• _DATASET EXTRACT_:
-*-
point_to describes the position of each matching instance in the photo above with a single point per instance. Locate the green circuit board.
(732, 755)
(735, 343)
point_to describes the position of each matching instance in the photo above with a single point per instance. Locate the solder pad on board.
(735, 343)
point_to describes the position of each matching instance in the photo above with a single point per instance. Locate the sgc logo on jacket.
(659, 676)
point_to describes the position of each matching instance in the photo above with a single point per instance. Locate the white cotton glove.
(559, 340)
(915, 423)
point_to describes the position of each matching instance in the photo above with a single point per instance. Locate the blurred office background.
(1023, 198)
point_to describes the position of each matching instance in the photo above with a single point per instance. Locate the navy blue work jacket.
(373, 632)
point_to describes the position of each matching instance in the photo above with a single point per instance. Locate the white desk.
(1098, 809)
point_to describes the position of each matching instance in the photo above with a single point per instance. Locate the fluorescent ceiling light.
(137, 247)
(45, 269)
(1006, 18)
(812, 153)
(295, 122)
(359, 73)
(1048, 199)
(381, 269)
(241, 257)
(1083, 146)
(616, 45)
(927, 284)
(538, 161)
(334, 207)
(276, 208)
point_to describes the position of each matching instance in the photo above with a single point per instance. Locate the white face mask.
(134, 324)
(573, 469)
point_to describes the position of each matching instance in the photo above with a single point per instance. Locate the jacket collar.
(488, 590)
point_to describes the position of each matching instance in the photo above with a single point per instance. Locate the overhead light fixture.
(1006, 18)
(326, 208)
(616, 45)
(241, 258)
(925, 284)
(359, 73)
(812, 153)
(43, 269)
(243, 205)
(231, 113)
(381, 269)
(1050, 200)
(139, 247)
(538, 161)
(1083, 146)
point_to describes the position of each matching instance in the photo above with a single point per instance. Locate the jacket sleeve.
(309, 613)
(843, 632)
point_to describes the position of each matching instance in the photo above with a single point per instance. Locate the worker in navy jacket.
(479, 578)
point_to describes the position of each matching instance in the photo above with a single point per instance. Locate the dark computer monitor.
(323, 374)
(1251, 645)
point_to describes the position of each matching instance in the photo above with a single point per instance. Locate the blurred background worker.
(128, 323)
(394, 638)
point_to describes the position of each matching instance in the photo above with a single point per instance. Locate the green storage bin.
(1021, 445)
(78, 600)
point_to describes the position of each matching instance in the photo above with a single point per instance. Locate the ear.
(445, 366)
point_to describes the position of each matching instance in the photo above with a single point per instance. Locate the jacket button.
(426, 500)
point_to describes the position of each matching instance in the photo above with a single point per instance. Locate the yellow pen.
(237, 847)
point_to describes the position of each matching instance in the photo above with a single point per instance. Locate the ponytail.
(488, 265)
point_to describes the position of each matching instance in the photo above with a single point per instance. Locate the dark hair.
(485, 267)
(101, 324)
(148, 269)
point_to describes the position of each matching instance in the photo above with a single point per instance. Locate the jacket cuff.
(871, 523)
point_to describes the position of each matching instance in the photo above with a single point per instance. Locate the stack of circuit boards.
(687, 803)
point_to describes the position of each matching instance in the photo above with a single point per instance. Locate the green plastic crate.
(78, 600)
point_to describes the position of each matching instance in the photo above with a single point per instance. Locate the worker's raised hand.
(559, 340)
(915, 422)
-*-
• _PROBLEM REQUIREMENTS_: Copy every line of the listing, exact to the last character.

• _EXERCISE OUTPUT_:
point_to describes the position of each matching instance in the photo above with a single point per instance. Locate the green circuit board.
(732, 755)
(735, 343)
point_to describes the position of each matching instance in the photo above with a single point per instance. Locate the solder pad on board.
(735, 343)
point_to describes the position of each matching instance in the photo above with a single point per instance. Locate the sgc logo on jacket.
(659, 676)
point_to describes the position of each matching instance in the photo above with a single point per instance. Locate the white cotton glove.
(559, 340)
(915, 423)
point_to describes the position of each matching instance in the photo above with a single point per instance. Locate the blurred office background.
(1023, 198)
point_to describes the position of each matching instance in the photo above with a single point per instance. Locate the navy blue work jacket.
(373, 632)
point_to describes the position of each matching instance in the photo above with a single point per instance. Locate the white desk.
(1098, 809)
point_to describes the position of each matching instance in the photo above with a single point per instance. Locate the fluorescent ceiling light.
(137, 247)
(45, 269)
(1006, 18)
(812, 153)
(295, 122)
(359, 73)
(1048, 199)
(381, 269)
(241, 257)
(1083, 146)
(616, 45)
(927, 284)
(538, 161)
(334, 207)
(276, 208)
point_to describes the position of each matching instance in the photo above with a single point per instance. Locate the white face mask.
(134, 324)
(573, 469)
point_to describes the position of each matching instance in the photo above with a single point per instance. Locate the jacket collar.
(488, 590)
point_to describes the position of each matching instance in the photo above with a single point per instance. Locate the overhead light fixture.
(1006, 18)
(326, 208)
(616, 45)
(241, 258)
(925, 284)
(359, 73)
(812, 153)
(43, 269)
(243, 205)
(231, 113)
(381, 269)
(1050, 200)
(139, 247)
(538, 161)
(1083, 146)
point_to describes the position of each matching instance in the photo above with a single point per instance. Locate the jacket sleeve.
(309, 613)
(843, 632)
point_to describes the position of each matching instance in the photo above with a single point per instance. Locate the worker in navy jacket.
(479, 578)
point_to describes the position of each matching instance in the photo above with a single point per instance. Locate the dark computer monitor.
(323, 374)
(1251, 645)
point_to describes the position of each matching instance in the photo above with a single point per instance. Locate the blurred background worker.
(128, 323)
(394, 638)
point_to describes the position of each matching instance in the photo above with a single point per instance. Locate the green storage bin.
(1021, 445)
(78, 600)
point_to describes the position of each matching instance in the photo above with a single point per instance. Locate the ear.
(445, 366)
point_to describes the position of each matching instance in the photo above with a single point per instance. Locate the jacket button.
(426, 500)
point_to describes the position of each matching instance in the photo above with a single point per instance. Locate the yellow pen.
(237, 847)
point_to describes the position of each matching instance in the photo above with a single point per instance. Locate the ponytail.
(488, 265)
point_to describes the position of each matching instance in the photo above with a single point per instance. Locate the dark hair.
(485, 267)
(101, 324)
(148, 269)
point_to describes the position of each matching instance in the photo above with a single point per instance. Locate the jacket cuff.
(871, 523)
point_to describes the position of each matching instance in the photo above with a single point per instance. Locate the stack of circuit boards.
(687, 803)
point_to describes the position of each matching instance in the photo above with a single point per instance. Locate the green plastic crate.
(78, 600)
point_to describes the position of each matching instance in the photo above with a single point per instance. Locate the worker's raised hand.
(559, 340)
(915, 422)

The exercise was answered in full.